(Teks Bacaan):

..............................

30 C
Medan
Wednesday, June 26, 2024

Saksi Ngaku Disetubuhi

Sidang Lanjutan Kasus Narkoba Mantan Wadir Narkoba Poldasu

MEDAN-Kasus narkoba yang melibatkan Mantan Wadir Narkoba Poldasu, AKBP Apriyanto kembali disidang di Pengadilan Negeri Medan, Kamis (4/5).
Sidang dengan agenda pemeriksaan saksi. Tiga orang saksi yang dihadirkan yakni Wina Harahap (21), Akhiruddin Rangkuti (56), anggota Polri serta Arlin Parlindungan Harahap (35), anggota Polri. Dalam keterangannya di hadapan Majelis Hakim yang dipimpin Hasban Panjaitan, SH dan  JPU Nilma Lubis, saksi Akhiruddin Rangkuti menerangkan, Sabtu 11 Februari 2012, sesuai dengan surat perintah dari Direktur Narkoba Polda Sumut, dia diperintahkan melakukan razia di tempat-tempat hiburan malam  salah satunya karoke D’Core, di Jalan Merak Jingga.

“Saya ikut dengan 25 personel dipimpin AKBP Sumadi. Setelah melakukan koordinasi di Lapangan Merdeka, kami langsung ke lokasi sesuai dengan perintah. Kami berbagi tugas,” katanya.

Menurutnya, saat razia dia menuju ruangan Selo III di lantai dua, di sana ditemukan dua orang yang diketahuin Jonson Jingga dan Sri Agustina.
“Kami melakukan pemeriksaan terhadap yang bersangkutan dan meminta mengeluarkan isi kantong dan tas,” katanya.

Dari Jonson Jingga ditemukan 8 butir pil atau satu papan pil happy five. Setelah diketahui barang itu psikotropika, meraka mengamankan handphone Jonson Jingga dan Sri Agustina dan memboyong mereka ke Mapoldasu.

..............................

(Data Tercatat):
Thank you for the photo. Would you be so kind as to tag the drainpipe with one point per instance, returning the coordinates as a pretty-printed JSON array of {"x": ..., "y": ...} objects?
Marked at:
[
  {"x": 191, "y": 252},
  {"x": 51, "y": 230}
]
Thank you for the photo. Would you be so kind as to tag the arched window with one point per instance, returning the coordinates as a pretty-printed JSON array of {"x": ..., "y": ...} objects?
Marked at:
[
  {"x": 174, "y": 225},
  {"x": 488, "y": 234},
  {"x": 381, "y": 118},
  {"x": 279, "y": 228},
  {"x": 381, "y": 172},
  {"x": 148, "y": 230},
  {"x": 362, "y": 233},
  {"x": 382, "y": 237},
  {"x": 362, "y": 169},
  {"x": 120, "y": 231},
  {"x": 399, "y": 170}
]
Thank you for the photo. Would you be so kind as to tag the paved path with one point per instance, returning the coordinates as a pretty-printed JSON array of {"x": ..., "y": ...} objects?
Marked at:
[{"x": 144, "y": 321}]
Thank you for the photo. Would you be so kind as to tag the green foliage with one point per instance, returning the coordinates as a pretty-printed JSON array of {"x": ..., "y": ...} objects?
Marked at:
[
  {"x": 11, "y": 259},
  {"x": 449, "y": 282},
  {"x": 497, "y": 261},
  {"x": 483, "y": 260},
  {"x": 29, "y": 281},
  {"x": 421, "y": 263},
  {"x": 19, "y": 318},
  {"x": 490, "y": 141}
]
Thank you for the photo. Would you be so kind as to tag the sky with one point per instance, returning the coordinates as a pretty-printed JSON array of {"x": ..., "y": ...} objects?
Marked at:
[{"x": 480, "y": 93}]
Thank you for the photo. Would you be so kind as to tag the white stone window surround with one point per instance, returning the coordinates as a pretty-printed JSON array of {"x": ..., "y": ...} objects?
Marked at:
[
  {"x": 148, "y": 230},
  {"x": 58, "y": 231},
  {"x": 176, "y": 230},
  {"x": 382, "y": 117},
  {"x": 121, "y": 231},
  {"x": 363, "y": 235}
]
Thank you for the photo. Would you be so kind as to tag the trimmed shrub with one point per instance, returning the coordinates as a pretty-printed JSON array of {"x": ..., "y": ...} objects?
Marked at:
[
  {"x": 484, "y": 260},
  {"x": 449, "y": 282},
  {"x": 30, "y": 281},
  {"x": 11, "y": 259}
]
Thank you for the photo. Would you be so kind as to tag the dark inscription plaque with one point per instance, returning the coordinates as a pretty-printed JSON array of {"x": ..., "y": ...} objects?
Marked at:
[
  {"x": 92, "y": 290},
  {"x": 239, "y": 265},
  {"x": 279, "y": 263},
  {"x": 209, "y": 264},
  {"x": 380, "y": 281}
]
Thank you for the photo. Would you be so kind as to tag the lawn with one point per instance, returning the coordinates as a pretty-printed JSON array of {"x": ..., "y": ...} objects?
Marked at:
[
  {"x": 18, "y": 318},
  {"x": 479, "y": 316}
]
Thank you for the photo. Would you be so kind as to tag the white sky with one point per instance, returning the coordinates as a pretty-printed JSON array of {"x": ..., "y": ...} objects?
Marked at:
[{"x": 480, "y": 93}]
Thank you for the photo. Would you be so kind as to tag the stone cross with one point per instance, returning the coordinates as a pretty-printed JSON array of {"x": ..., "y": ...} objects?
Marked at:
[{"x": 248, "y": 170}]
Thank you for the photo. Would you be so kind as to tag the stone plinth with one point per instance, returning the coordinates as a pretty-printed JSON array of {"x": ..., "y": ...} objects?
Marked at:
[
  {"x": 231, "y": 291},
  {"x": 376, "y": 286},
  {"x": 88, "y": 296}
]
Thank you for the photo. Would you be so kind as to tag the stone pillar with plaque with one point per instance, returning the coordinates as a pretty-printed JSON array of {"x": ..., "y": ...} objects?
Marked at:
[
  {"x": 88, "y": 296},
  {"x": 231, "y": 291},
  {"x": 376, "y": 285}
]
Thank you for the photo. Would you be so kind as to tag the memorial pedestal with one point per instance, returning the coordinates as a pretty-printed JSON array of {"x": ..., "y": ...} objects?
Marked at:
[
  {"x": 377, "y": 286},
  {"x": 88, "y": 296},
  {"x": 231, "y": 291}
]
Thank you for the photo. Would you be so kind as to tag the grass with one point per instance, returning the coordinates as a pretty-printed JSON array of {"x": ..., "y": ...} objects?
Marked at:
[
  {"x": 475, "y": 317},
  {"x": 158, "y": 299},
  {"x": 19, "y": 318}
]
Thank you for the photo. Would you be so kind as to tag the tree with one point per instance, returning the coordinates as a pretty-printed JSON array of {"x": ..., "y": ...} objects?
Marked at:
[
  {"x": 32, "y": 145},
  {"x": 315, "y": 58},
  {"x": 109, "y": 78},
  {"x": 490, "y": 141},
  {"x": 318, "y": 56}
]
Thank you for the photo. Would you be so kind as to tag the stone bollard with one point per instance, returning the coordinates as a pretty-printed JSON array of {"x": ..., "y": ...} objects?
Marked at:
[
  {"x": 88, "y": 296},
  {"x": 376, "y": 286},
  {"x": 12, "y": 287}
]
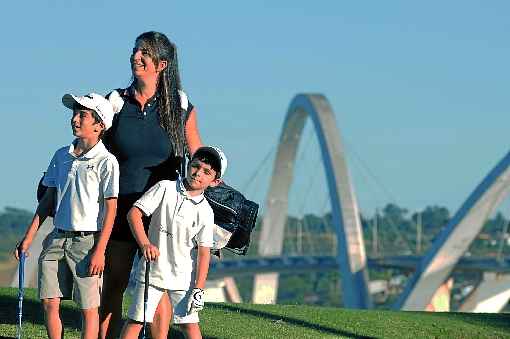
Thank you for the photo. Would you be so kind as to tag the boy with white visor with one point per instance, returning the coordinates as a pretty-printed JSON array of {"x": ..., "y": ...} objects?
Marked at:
[
  {"x": 83, "y": 185},
  {"x": 181, "y": 221}
]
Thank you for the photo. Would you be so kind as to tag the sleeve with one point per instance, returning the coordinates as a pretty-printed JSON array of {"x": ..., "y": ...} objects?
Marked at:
[
  {"x": 110, "y": 177},
  {"x": 204, "y": 237},
  {"x": 50, "y": 177},
  {"x": 151, "y": 199},
  {"x": 186, "y": 104}
]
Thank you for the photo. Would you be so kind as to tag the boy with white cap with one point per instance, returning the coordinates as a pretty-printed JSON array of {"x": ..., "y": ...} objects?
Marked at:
[
  {"x": 181, "y": 221},
  {"x": 83, "y": 185}
]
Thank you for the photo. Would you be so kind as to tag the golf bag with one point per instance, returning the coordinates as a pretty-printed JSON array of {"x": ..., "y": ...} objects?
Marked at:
[{"x": 235, "y": 215}]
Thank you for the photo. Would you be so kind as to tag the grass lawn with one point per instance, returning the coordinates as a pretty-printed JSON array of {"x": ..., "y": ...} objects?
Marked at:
[{"x": 281, "y": 321}]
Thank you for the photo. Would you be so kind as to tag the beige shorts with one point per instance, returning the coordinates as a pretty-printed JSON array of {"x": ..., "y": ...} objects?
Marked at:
[
  {"x": 64, "y": 269},
  {"x": 179, "y": 300}
]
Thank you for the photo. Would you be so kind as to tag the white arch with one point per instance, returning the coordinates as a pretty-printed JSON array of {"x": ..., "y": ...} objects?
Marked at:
[
  {"x": 351, "y": 250},
  {"x": 455, "y": 238}
]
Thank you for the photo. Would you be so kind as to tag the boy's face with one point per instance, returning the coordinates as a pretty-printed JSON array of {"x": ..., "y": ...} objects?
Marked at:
[
  {"x": 84, "y": 125},
  {"x": 201, "y": 175}
]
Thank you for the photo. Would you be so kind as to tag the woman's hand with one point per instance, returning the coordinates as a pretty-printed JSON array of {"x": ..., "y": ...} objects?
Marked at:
[{"x": 150, "y": 252}]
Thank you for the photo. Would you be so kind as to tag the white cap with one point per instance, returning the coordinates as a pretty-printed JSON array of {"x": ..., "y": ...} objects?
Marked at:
[
  {"x": 93, "y": 101},
  {"x": 217, "y": 153}
]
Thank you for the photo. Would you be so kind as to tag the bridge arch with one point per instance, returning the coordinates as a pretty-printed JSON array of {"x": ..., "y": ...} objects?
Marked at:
[
  {"x": 455, "y": 238},
  {"x": 350, "y": 249}
]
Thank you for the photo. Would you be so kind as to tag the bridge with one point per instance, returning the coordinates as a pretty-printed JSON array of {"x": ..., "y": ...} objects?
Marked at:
[{"x": 428, "y": 272}]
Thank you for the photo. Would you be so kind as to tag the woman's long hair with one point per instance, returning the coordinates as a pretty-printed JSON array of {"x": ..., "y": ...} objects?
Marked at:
[{"x": 171, "y": 114}]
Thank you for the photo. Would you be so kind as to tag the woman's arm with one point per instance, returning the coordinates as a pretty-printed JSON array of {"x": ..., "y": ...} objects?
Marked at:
[
  {"x": 191, "y": 132},
  {"x": 149, "y": 251}
]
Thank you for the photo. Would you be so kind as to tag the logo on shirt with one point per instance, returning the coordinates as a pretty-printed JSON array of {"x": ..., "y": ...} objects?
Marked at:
[{"x": 164, "y": 230}]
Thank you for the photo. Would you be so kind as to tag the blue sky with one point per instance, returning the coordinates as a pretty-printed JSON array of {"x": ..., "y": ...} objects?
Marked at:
[{"x": 419, "y": 89}]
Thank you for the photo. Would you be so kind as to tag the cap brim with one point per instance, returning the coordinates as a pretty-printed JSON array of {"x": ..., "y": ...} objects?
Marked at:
[{"x": 69, "y": 101}]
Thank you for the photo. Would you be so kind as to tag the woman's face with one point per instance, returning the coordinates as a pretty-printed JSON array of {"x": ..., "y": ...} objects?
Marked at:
[{"x": 142, "y": 63}]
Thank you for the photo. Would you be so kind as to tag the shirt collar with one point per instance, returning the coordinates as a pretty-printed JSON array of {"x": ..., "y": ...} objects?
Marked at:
[
  {"x": 130, "y": 93},
  {"x": 91, "y": 153},
  {"x": 182, "y": 190}
]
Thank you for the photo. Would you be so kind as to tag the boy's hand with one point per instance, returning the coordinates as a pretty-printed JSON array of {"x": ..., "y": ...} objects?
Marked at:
[
  {"x": 196, "y": 300},
  {"x": 97, "y": 260},
  {"x": 22, "y": 246},
  {"x": 150, "y": 252}
]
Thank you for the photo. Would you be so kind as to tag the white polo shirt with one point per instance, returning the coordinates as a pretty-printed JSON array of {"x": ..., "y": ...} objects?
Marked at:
[
  {"x": 179, "y": 223},
  {"x": 82, "y": 184}
]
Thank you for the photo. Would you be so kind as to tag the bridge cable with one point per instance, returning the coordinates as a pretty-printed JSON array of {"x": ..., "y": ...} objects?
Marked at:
[{"x": 391, "y": 223}]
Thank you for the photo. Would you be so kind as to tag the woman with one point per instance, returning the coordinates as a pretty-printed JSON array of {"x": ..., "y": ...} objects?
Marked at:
[{"x": 154, "y": 127}]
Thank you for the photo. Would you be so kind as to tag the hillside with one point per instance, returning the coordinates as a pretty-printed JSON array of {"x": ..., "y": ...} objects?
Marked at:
[{"x": 285, "y": 321}]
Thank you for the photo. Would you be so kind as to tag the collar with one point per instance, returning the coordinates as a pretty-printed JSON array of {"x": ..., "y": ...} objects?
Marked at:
[
  {"x": 91, "y": 153},
  {"x": 130, "y": 93},
  {"x": 182, "y": 191}
]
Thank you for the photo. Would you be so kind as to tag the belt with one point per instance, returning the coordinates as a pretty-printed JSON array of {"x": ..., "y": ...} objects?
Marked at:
[{"x": 75, "y": 233}]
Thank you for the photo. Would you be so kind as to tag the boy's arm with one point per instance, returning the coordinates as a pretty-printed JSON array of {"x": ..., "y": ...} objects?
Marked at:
[
  {"x": 97, "y": 260},
  {"x": 204, "y": 257},
  {"x": 196, "y": 300},
  {"x": 149, "y": 251},
  {"x": 44, "y": 208}
]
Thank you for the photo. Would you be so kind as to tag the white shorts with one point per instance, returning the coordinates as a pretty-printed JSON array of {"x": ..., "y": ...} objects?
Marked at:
[{"x": 179, "y": 299}]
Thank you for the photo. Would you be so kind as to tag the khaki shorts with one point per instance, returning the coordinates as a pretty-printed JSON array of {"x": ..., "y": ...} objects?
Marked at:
[
  {"x": 179, "y": 299},
  {"x": 64, "y": 267}
]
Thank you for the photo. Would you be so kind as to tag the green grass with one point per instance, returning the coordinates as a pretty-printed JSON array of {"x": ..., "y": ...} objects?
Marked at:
[{"x": 282, "y": 321}]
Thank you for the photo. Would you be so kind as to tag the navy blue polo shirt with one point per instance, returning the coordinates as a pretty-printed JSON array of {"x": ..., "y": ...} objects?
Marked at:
[{"x": 141, "y": 146}]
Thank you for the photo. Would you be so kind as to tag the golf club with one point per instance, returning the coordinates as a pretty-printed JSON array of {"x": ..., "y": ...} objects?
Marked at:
[
  {"x": 21, "y": 291},
  {"x": 145, "y": 297}
]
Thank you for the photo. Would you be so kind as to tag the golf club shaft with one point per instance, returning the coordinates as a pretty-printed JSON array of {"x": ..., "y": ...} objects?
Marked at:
[
  {"x": 145, "y": 298},
  {"x": 21, "y": 292}
]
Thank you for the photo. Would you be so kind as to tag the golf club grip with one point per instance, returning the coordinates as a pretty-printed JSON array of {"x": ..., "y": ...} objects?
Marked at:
[{"x": 146, "y": 287}]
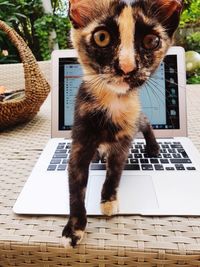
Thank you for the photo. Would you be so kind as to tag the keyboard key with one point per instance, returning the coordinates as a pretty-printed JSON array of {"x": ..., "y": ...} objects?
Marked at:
[
  {"x": 60, "y": 151},
  {"x": 144, "y": 161},
  {"x": 138, "y": 146},
  {"x": 180, "y": 161},
  {"x": 172, "y": 150},
  {"x": 158, "y": 167},
  {"x": 65, "y": 161},
  {"x": 184, "y": 155},
  {"x": 169, "y": 168},
  {"x": 147, "y": 167},
  {"x": 167, "y": 156},
  {"x": 137, "y": 156},
  {"x": 134, "y": 161},
  {"x": 55, "y": 161},
  {"x": 191, "y": 168},
  {"x": 154, "y": 161},
  {"x": 163, "y": 150},
  {"x": 96, "y": 167},
  {"x": 176, "y": 146},
  {"x": 176, "y": 156},
  {"x": 68, "y": 145},
  {"x": 179, "y": 167},
  {"x": 132, "y": 167},
  {"x": 135, "y": 151},
  {"x": 164, "y": 161},
  {"x": 52, "y": 168},
  {"x": 165, "y": 146},
  {"x": 59, "y": 155},
  {"x": 62, "y": 167}
]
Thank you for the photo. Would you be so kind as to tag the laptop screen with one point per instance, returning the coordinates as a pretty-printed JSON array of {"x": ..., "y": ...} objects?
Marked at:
[{"x": 159, "y": 95}]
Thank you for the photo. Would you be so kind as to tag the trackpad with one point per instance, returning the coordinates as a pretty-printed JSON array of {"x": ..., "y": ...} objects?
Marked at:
[{"x": 136, "y": 194}]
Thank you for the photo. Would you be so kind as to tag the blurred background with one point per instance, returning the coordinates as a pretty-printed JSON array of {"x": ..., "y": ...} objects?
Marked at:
[{"x": 45, "y": 26}]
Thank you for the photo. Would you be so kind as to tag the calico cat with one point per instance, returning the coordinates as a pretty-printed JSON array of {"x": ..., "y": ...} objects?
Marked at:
[{"x": 120, "y": 43}]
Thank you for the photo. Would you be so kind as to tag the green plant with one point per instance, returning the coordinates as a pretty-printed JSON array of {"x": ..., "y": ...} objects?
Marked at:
[
  {"x": 193, "y": 42},
  {"x": 44, "y": 27},
  {"x": 30, "y": 21}
]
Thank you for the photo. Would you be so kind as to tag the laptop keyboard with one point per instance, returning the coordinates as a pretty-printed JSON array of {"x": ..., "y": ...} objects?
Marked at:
[{"x": 172, "y": 157}]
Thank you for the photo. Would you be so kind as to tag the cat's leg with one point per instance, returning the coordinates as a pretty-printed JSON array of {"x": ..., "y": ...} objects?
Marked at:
[
  {"x": 81, "y": 155},
  {"x": 152, "y": 147},
  {"x": 116, "y": 159}
]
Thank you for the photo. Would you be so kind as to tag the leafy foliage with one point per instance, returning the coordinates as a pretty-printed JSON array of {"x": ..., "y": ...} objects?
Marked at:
[
  {"x": 191, "y": 16},
  {"x": 30, "y": 21}
]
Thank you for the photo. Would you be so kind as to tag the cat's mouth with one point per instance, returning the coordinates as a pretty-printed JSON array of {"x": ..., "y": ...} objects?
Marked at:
[{"x": 127, "y": 83}]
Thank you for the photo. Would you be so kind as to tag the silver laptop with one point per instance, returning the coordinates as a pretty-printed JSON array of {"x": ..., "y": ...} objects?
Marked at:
[{"x": 166, "y": 185}]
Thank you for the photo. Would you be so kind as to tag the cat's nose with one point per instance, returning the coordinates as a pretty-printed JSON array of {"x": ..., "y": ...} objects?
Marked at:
[
  {"x": 127, "y": 67},
  {"x": 127, "y": 64}
]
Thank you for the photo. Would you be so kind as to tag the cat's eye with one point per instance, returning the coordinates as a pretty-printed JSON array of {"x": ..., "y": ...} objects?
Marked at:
[
  {"x": 151, "y": 41},
  {"x": 102, "y": 38}
]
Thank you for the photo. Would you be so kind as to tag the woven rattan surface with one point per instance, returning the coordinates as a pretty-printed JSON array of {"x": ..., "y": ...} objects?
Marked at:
[
  {"x": 122, "y": 240},
  {"x": 36, "y": 87}
]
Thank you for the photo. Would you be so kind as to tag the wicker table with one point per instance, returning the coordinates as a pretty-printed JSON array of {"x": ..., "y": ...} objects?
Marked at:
[{"x": 122, "y": 240}]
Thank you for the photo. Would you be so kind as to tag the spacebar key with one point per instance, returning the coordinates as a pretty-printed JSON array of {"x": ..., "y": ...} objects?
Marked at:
[{"x": 179, "y": 161}]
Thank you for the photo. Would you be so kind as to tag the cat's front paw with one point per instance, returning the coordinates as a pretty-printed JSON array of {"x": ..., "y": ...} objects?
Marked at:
[
  {"x": 109, "y": 208},
  {"x": 71, "y": 236}
]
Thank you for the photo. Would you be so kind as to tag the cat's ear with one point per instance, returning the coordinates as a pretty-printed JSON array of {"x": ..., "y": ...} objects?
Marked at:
[
  {"x": 169, "y": 12},
  {"x": 79, "y": 12}
]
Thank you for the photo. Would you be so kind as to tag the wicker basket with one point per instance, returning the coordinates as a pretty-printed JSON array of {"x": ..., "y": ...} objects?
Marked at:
[{"x": 37, "y": 88}]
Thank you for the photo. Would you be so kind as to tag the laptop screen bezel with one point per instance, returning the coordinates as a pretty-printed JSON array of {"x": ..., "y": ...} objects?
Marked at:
[{"x": 164, "y": 133}]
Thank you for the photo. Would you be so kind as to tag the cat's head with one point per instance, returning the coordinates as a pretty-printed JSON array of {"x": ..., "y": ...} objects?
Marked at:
[{"x": 120, "y": 43}]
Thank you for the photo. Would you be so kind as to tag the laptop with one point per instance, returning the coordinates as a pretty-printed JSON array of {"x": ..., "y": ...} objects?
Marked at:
[{"x": 166, "y": 185}]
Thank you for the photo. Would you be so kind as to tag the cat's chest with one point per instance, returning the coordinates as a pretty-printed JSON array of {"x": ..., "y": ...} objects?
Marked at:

..............................

(Instruksi Tugas A): Kutip persis bagian berita sidang kasus narkoba itu, mulai dari "Saksi Ngaku Disetubuhi" hingga "Medan, Kamis (4/5).".
(Instruksi Tugas B): Teruskan berita sidang kasus narkoba itu, dimulai setelah kalimat terakhir yang tercantum.
Data tersebut tidak diperlukan sama sekali.

(Jawaban Akhir A):
Saksi Ngaku Disetubuhi

Sidang Lanjutan Kasus Narkoba Mantan Wadir Narkoba Poldasu

MEDAN-Kasus narkoba yang melibatkan Mantan Wadir Narkoba Poldasu, AKBP Apriyanto kembali disidang di Pengadilan Negeri Medan, Kamis (4/5).

(Jawaban Akhir B):
“Terdakwa pada waktu itu tidak berada di tempat. Saya tidak pernah bertemu dengan terdakwa. Saat itu Jonson Jingga dan Sri Agustina saling tuding-tudingan. Jonson Jingga mengatakan bahwa pil itu punya Pak Wadir. Lantas saya tanyakan Wadir mana dan Jonson Jingga mengatakan Wadir Narkoba Poldasu. Sementara Sri Agustina saat itu mabuk,” katanya.

Sementara saksi Arlin Harahap mengatakan, seperti biasa dia di SMS oleh Kanit dan meminta untuk kumpul di Lapangan Merdeka di samping Pos Sat Lantas. Apel berkisar 15-25 orang. Surat perintah itu hanya dibacakan oleh AKBP Suhadi.

“Saat itu kami hanya diperintahkan melakukan razia hanya di Karoke D’Core aja,” kata Arlin.

“Kenapa hanya D’Core saja yang dirazia. Kan banyak tempat hiburan lain,” tanya  hakim kepada saksi. Saksi tak menjawab.
Saksi mengatakan, kalau Sri Agustina meminta handphonenya tak disita, karena dia akan menghubungi Wadir Narkoba.

Sedangkan, saksi Wina Harahap mengaku, baru pertama kali jumpa dan kenal dengan Wadir Narkoba. Pertemuan itu tidak disengaja.
“Agustina menelepon saya meminta untuk datang di  D’Core di Jalan Merak Jingga. Agustina mengenalkan saya dengan Pak  Wadir,” ujar Wina.
Wina juga mengatakan, bahwa antara Agustina dan Wadir sempat ribut, karena Agustina masih menyimpan foto mantan suaminya.

“Pak Wadir juga sempat mengatakan, kalau kamu (Agustina) masih berhubungan sama mantan suamimu, kita putus,” ujar Wina menirukan percakapan Wadir.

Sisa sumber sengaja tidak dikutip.